◆ **WHAT IS BEING ASKED**: For the material below, return exactly the lines starting at the line containing "of the cobblestone" and ending at the line containing "the stone doorstep", both ends included, and no others.

◆ **DATA RECORDS**:
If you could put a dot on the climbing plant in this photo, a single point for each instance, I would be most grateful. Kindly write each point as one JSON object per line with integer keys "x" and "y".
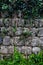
{"x": 28, "y": 8}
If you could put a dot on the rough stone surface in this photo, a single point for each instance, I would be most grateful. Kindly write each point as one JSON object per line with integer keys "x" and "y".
{"x": 11, "y": 34}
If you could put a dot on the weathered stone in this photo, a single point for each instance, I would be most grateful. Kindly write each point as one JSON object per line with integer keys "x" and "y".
{"x": 36, "y": 50}
{"x": 6, "y": 40}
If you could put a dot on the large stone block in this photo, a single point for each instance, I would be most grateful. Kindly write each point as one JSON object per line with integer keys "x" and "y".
{"x": 26, "y": 50}
{"x": 6, "y": 40}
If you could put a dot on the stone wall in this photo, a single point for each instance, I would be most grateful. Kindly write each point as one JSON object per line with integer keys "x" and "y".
{"x": 25, "y": 35}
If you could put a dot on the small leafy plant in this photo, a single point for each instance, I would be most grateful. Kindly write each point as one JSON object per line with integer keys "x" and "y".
{"x": 19, "y": 59}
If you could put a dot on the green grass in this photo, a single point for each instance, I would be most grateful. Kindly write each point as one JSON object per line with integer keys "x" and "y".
{"x": 19, "y": 59}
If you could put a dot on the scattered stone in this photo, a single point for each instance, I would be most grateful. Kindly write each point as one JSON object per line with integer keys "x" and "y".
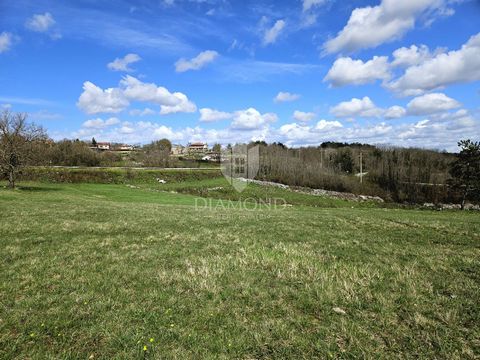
{"x": 339, "y": 311}
{"x": 318, "y": 192}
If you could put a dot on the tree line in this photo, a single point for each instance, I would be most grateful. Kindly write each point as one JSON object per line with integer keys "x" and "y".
{"x": 396, "y": 174}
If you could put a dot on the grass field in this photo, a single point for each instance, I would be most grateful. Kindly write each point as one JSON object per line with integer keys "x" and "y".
{"x": 108, "y": 271}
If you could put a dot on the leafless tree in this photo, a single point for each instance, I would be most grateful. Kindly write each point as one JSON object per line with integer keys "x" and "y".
{"x": 17, "y": 139}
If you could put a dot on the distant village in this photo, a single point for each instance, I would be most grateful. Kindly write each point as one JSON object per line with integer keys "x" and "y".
{"x": 199, "y": 150}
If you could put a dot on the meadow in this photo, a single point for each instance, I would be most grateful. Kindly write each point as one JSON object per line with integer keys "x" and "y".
{"x": 136, "y": 270}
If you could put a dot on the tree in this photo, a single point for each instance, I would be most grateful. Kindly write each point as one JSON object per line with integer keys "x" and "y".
{"x": 157, "y": 153}
{"x": 465, "y": 170}
{"x": 217, "y": 148}
{"x": 17, "y": 138}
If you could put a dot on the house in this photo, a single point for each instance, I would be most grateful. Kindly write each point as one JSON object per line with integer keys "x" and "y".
{"x": 124, "y": 147}
{"x": 177, "y": 150}
{"x": 197, "y": 147}
{"x": 212, "y": 156}
{"x": 103, "y": 146}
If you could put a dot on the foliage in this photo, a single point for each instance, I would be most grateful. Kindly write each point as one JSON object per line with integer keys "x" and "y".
{"x": 17, "y": 142}
{"x": 465, "y": 170}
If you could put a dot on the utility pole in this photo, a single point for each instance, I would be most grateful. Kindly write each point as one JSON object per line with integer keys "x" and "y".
{"x": 361, "y": 168}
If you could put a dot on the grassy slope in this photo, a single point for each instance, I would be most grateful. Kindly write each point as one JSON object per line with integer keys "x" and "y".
{"x": 101, "y": 269}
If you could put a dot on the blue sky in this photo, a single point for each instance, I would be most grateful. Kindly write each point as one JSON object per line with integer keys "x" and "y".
{"x": 300, "y": 72}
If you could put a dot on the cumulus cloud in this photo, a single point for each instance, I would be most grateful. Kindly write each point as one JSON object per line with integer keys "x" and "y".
{"x": 309, "y": 4}
{"x": 395, "y": 112}
{"x": 210, "y": 115}
{"x": 356, "y": 108}
{"x": 346, "y": 71}
{"x": 144, "y": 112}
{"x": 6, "y": 40}
{"x": 301, "y": 116}
{"x": 271, "y": 34}
{"x": 99, "y": 123}
{"x": 183, "y": 105}
{"x": 431, "y": 104}
{"x": 328, "y": 125}
{"x": 414, "y": 55}
{"x": 113, "y": 100}
{"x": 198, "y": 62}
{"x": 121, "y": 64}
{"x": 285, "y": 97}
{"x": 457, "y": 66}
{"x": 40, "y": 22}
{"x": 95, "y": 100}
{"x": 251, "y": 118}
{"x": 370, "y": 26}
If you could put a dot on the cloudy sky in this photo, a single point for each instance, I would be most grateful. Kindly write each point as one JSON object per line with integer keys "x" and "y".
{"x": 298, "y": 71}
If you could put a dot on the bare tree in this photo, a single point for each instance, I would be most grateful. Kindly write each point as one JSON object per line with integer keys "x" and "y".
{"x": 465, "y": 170}
{"x": 17, "y": 138}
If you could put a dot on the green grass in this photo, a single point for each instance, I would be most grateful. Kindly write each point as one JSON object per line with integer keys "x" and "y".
{"x": 97, "y": 271}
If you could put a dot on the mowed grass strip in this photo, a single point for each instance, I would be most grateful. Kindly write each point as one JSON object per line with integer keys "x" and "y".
{"x": 107, "y": 271}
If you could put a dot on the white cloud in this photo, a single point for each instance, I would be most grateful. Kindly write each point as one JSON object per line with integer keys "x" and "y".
{"x": 210, "y": 115}
{"x": 126, "y": 129}
{"x": 346, "y": 71}
{"x": 94, "y": 100}
{"x": 370, "y": 26}
{"x": 328, "y": 125}
{"x": 99, "y": 123}
{"x": 251, "y": 118}
{"x": 121, "y": 64}
{"x": 444, "y": 69}
{"x": 414, "y": 55}
{"x": 308, "y": 4}
{"x": 285, "y": 96}
{"x": 198, "y": 62}
{"x": 395, "y": 112}
{"x": 135, "y": 89}
{"x": 6, "y": 40}
{"x": 40, "y": 22}
{"x": 356, "y": 107}
{"x": 431, "y": 104}
{"x": 270, "y": 35}
{"x": 183, "y": 105}
{"x": 144, "y": 112}
{"x": 113, "y": 100}
{"x": 303, "y": 116}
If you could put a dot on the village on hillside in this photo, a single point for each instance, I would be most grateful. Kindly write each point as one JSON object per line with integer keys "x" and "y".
{"x": 194, "y": 150}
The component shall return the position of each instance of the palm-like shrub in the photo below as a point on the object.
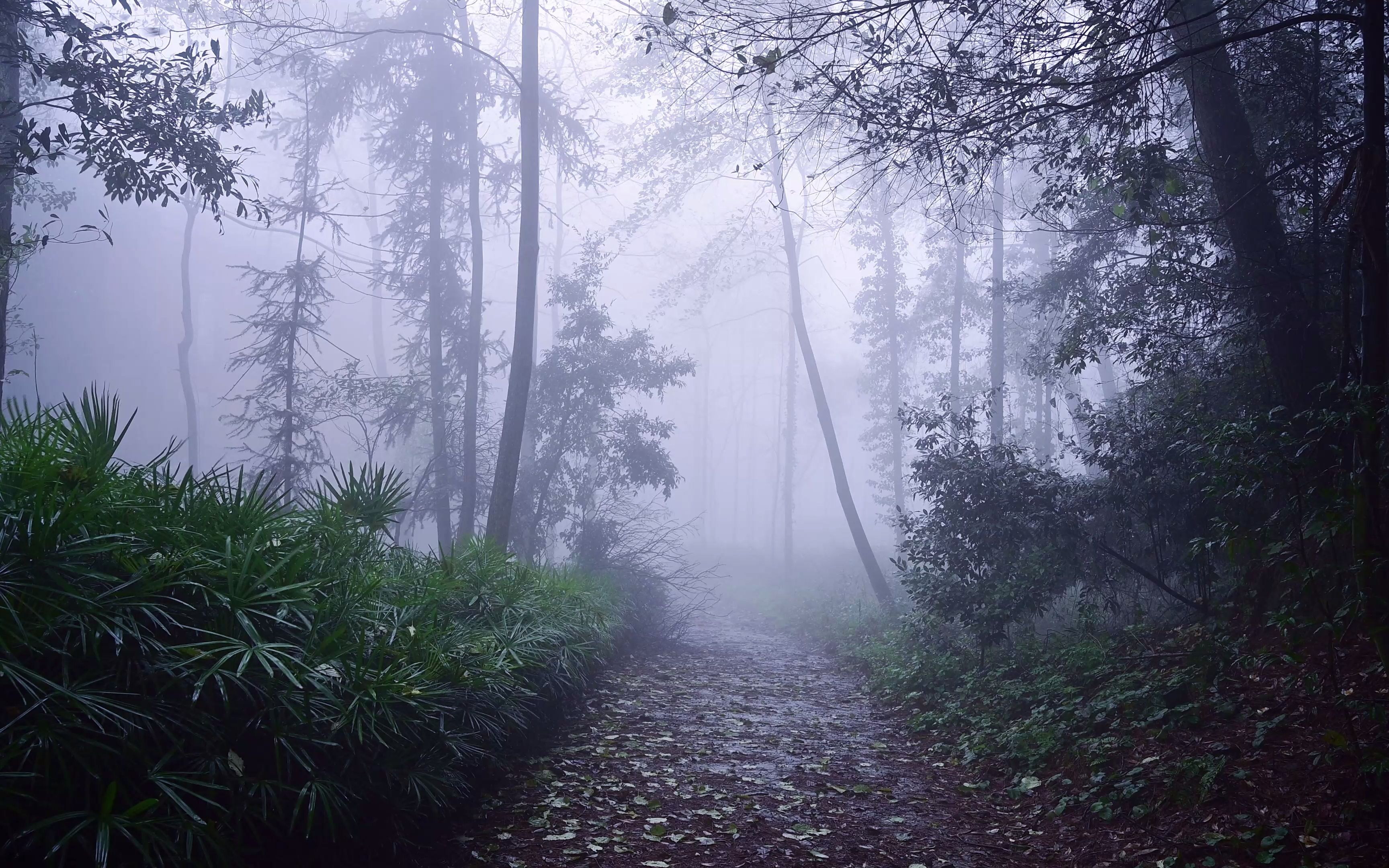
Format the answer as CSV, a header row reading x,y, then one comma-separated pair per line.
x,y
191,669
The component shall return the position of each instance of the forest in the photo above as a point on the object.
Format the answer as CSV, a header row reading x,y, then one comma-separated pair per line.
x,y
910,434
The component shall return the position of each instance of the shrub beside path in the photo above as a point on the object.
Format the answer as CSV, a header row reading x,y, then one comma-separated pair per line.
x,y
740,749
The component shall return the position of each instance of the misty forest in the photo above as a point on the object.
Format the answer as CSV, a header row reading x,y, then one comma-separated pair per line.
x,y
917,434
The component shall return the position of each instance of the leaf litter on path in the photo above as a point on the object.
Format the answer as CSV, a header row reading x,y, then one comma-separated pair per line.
x,y
738,749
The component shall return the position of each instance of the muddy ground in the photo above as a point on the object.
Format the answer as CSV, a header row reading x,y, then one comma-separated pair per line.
x,y
741,749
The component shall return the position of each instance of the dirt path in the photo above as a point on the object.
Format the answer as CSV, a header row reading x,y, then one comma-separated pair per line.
x,y
740,749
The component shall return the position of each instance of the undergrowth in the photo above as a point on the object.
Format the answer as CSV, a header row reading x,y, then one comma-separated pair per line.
x,y
195,673
1237,749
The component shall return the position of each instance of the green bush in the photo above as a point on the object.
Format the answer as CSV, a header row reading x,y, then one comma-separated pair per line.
x,y
191,669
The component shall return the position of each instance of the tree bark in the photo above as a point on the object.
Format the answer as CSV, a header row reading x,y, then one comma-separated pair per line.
x,y
998,310
185,345
10,120
523,345
378,314
469,509
956,327
827,423
789,453
892,288
1041,432
438,399
1249,210
1371,520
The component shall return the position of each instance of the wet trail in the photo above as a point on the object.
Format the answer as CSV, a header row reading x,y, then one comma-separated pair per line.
x,y
740,749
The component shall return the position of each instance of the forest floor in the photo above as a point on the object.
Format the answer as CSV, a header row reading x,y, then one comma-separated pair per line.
x,y
734,749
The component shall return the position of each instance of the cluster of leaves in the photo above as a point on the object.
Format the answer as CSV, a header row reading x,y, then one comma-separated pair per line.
x,y
194,670
146,123
1076,699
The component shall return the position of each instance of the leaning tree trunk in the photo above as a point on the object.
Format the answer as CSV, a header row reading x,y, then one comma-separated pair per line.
x,y
789,453
378,313
1249,209
892,287
817,388
438,399
523,344
469,506
996,324
10,120
956,327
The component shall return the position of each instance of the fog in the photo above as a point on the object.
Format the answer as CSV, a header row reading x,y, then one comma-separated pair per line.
x,y
695,259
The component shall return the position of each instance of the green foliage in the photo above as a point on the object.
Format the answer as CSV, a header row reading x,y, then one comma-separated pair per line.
x,y
191,667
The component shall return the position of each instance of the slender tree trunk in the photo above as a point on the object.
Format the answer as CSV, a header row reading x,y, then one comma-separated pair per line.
x,y
1039,430
956,327
469,509
378,314
438,399
827,423
10,120
185,345
1289,331
1109,380
306,203
523,345
705,434
996,324
892,288
1373,521
789,453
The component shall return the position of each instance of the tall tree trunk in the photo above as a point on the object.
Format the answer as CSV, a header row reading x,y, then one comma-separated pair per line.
x,y
378,314
296,317
1371,518
817,388
1109,380
1041,432
892,288
707,530
469,509
956,327
996,324
185,345
523,345
1287,326
438,399
789,453
10,121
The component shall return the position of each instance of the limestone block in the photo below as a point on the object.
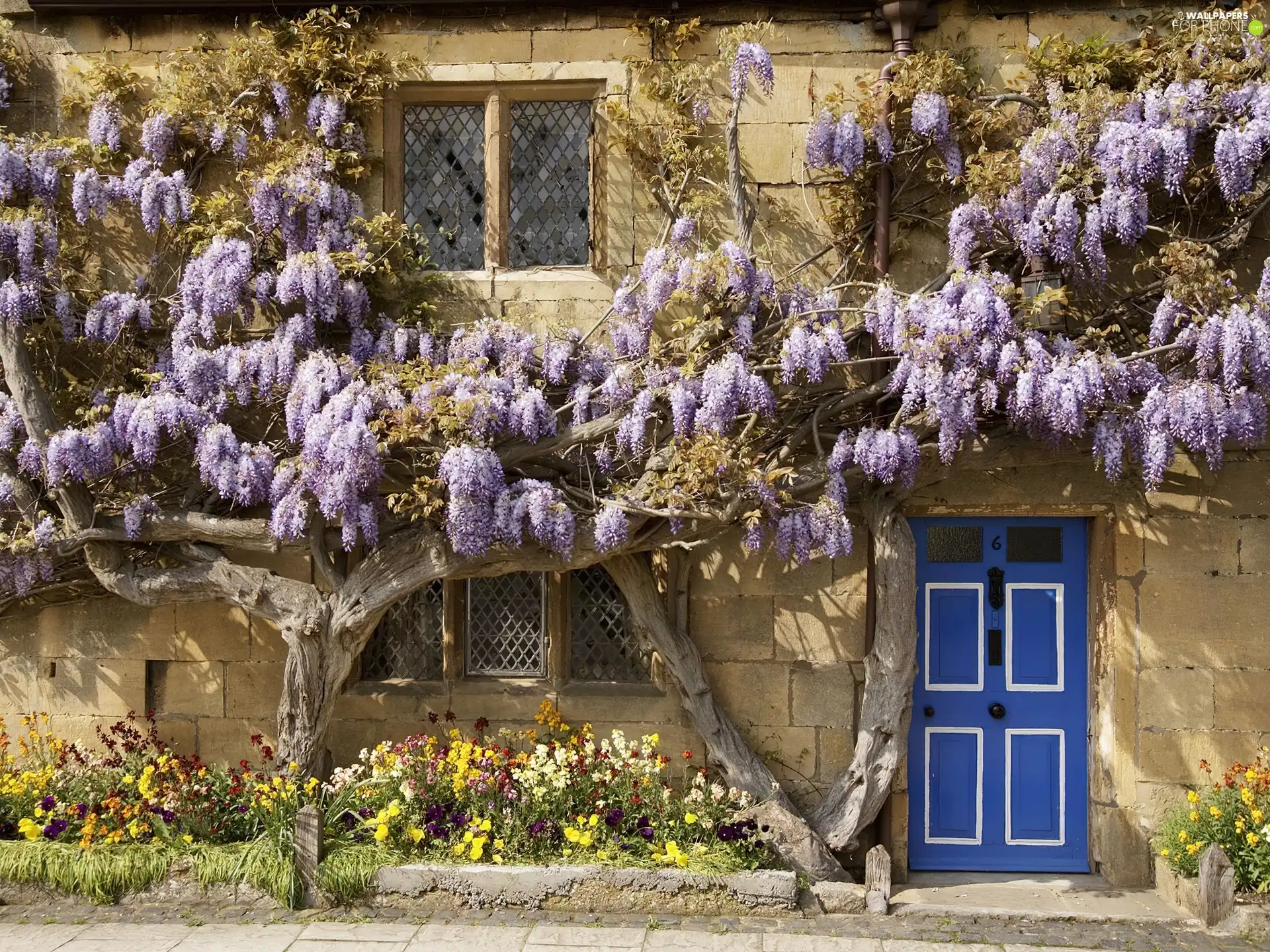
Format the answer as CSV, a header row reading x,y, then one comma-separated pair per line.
x,y
1129,545
253,688
1176,697
89,34
384,702
290,563
95,687
267,644
509,46
1078,27
19,676
900,837
1208,622
728,569
837,746
179,733
190,688
1185,489
827,37
501,699
825,695
767,151
1174,757
592,702
1242,701
1154,801
752,692
790,100
733,629
95,629
1119,846
854,79
563,46
1255,546
821,627
1191,546
229,739
789,752
211,631
984,34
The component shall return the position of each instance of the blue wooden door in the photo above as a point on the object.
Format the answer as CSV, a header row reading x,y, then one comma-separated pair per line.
x,y
997,776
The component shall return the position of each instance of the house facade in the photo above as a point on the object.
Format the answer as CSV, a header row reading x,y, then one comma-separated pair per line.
x,y
1083,644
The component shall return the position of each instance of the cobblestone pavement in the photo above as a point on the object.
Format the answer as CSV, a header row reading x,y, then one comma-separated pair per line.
x,y
192,930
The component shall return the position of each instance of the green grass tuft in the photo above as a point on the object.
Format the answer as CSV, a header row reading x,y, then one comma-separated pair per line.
x,y
349,870
102,875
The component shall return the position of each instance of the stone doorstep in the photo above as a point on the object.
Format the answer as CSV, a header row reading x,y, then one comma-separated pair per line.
x,y
529,887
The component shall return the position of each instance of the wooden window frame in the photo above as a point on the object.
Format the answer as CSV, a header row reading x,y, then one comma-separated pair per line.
x,y
498,98
559,641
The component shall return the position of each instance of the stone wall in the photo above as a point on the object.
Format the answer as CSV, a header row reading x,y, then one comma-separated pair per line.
x,y
1180,651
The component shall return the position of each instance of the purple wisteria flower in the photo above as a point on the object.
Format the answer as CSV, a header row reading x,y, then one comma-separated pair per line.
x,y
753,60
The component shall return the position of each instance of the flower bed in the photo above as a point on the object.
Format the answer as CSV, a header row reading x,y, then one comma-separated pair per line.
x,y
1230,811
110,820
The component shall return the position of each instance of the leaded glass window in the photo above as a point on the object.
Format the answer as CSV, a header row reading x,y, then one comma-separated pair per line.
x,y
408,641
507,625
603,645
444,182
550,197
954,543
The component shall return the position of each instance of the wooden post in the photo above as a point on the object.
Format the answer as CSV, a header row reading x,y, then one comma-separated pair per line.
x,y
1216,885
878,880
308,847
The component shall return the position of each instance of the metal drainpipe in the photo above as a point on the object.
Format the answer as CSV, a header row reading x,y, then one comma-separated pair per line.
x,y
902,17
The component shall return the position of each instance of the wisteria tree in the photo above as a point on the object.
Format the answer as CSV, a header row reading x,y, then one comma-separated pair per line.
x,y
210,348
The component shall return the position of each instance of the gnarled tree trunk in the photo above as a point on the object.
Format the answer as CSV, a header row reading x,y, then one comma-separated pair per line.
x,y
857,793
794,841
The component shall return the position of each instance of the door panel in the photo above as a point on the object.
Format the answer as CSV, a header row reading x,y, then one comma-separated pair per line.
x,y
954,636
955,785
1034,636
997,764
1034,787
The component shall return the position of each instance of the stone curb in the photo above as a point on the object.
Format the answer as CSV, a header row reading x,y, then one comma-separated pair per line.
x,y
1020,916
529,887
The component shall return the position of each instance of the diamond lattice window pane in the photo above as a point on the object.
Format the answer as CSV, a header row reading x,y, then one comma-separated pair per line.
x,y
506,630
407,644
601,639
444,182
550,202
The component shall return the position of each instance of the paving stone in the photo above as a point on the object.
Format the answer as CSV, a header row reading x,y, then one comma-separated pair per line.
x,y
704,941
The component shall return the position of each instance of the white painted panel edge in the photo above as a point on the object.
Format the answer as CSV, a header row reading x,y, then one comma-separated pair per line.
x,y
1010,635
978,787
926,666
1062,786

◆ **OUTPUT FOR THIS TASK**:
The component shall return the position of each instance of the cobblestone pavement in the photo above as a point on the object.
Format the answer as CSV, a header row reading x,y, then one comma-separated pair per line.
x,y
192,930
The component shall return the position of each instance of the green grass tuft in the photo above as a point on the object.
Format the answer as CSV, a header row reading x,y, then one comma-separated pair per line.
x,y
349,870
102,875
The component shall return the position of each instance of the stone doorstep in the photo above as a point on the object.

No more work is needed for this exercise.